### Do this
Reproduce the following records exactly from the line containing "Where can the white cloud" onward, ending with the last line and including it.

━━━━

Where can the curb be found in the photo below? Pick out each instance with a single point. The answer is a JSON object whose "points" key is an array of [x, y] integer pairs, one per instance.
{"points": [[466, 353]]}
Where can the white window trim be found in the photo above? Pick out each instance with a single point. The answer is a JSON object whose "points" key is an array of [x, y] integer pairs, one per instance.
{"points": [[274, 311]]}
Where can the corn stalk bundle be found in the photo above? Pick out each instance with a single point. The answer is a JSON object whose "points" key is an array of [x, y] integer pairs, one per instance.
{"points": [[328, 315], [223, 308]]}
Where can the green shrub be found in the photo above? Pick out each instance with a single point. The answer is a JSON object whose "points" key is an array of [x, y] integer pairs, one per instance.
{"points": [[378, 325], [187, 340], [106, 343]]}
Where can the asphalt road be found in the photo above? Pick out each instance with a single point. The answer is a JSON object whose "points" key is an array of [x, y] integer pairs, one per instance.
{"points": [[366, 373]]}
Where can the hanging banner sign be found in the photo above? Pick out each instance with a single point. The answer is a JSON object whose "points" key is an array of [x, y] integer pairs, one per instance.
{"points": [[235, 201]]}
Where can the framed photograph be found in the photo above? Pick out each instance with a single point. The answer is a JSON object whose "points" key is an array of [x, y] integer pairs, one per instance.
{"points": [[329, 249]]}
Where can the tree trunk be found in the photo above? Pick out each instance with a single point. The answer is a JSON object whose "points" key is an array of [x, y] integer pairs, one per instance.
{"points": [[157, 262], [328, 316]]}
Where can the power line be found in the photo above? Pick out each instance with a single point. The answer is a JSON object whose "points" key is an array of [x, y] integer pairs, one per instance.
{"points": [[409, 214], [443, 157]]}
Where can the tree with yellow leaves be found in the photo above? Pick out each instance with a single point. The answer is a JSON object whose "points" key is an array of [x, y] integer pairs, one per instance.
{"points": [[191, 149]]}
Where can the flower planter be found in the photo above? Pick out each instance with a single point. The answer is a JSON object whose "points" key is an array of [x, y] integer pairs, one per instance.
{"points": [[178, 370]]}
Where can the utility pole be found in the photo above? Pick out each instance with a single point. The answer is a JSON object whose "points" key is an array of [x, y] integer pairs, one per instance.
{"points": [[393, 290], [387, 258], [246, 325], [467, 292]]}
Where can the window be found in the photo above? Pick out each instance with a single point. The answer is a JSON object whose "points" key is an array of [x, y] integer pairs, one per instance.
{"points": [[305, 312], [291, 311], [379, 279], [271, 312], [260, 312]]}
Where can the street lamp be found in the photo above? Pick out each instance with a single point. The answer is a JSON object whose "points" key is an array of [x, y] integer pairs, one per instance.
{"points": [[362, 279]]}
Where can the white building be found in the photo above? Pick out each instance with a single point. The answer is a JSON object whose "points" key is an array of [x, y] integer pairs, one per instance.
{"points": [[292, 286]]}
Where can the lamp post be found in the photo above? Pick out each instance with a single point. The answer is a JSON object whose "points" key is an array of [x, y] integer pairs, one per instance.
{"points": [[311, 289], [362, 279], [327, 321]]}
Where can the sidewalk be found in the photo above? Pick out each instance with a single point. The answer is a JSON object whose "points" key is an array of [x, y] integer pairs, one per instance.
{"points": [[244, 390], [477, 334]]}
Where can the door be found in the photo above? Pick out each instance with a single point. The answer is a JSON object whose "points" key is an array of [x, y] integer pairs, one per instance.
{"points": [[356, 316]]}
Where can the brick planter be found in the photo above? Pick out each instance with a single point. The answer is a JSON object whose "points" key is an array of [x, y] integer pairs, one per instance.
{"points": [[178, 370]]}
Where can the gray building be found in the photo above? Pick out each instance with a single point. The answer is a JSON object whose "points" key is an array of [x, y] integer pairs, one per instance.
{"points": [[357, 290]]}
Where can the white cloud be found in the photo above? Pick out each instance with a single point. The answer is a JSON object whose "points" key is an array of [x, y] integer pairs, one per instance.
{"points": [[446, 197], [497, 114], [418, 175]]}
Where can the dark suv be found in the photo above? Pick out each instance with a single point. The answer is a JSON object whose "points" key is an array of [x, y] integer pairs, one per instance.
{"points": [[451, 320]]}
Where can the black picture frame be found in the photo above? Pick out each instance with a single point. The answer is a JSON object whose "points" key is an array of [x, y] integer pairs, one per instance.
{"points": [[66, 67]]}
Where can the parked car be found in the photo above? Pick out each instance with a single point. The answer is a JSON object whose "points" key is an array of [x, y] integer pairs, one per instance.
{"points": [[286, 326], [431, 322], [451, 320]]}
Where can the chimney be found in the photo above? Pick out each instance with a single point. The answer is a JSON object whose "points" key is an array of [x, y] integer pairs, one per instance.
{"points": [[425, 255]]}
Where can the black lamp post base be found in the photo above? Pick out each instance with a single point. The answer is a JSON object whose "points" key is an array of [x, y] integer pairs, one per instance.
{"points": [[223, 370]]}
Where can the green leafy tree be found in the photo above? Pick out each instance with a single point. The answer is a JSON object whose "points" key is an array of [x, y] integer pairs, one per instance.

━━━━

### Task response
Where can the white cloud be found in the photo above? Pick out each instance with a single point. The answer is a JSON object whose "points" key is an array of [x, y] integer pairs, one per instance.
{"points": [[446, 197], [497, 114], [418, 175]]}
Where can the dark suv be found in the photo above? Pick out each instance with a single point. The answer is a JSON object whose "points" key is an array of [x, y] integer pairs, one per instance.
{"points": [[451, 320]]}
Where can the black picture frame be found in the photo above? Pick out each instance with a single point. The answer is a JSON object whose "points" key is an array of [x, y] integer pairs, one per instance.
{"points": [[66, 67]]}
Where can the parked car be found in the photo above? Pick out each instance with a single point. The answer is a JSON object whose "points" key is an array of [x, y] integer pairs, one per instance.
{"points": [[286, 326], [431, 322], [451, 320]]}
Where can the chimney be found in the photo above? Pick out each instance with a single point. The answer is a JSON object whose "points" key is an array of [x, y] integer pairs, one per instance.
{"points": [[425, 255]]}
Where can the black lamp post base be found in the photo above? Pick out each instance with a single point. The answer is a JSON object whose "points" key is an array of [x, y] integer pairs, one per instance.
{"points": [[223, 370]]}
Where can the green leafy tree be found in the photo above? Pick out each instance with a single point. The answer is a JSON object whose "points" key is an array of [x, y] integer pairs, one per instance.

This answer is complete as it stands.